» ACTIVITY
Please return all of the material exactly, with no line missing.
- - -
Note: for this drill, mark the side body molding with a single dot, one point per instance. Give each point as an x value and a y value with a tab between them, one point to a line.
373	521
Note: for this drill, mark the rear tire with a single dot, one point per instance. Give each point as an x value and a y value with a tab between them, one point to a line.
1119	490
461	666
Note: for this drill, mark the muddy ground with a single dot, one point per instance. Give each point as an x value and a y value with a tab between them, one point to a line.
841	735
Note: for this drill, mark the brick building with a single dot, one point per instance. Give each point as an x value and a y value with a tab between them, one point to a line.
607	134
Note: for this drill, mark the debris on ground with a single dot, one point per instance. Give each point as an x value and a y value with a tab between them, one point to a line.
- - -
» WRITTEN SOLUTION
Note: for this drill, mark the side body molding with a single dot, one point per instance. Give each point as an x value and a y value with a tab between them, one point to a line.
373	521
Note: for this drill, mark the rear tire with a single dot, one point per instance. Give each point as an x value and a y value with a tab between them, one point to a line.
1119	490
461	666
Note: for this drill, mark the muddy ground with a single dot, one point per instance. Give each point as an x value and a y value with a tab between them, one point to a line.
841	735
Note: for this drill, mark the brick building with a single dot, one point per instance. Give each point as an x value and a y value with a tab between them, one point to a line.
607	134
Note: for this drill, mark the debris on ground with a single dot, one point per instance. Give each point as an x value and a y value with a tab between them, one point to a line.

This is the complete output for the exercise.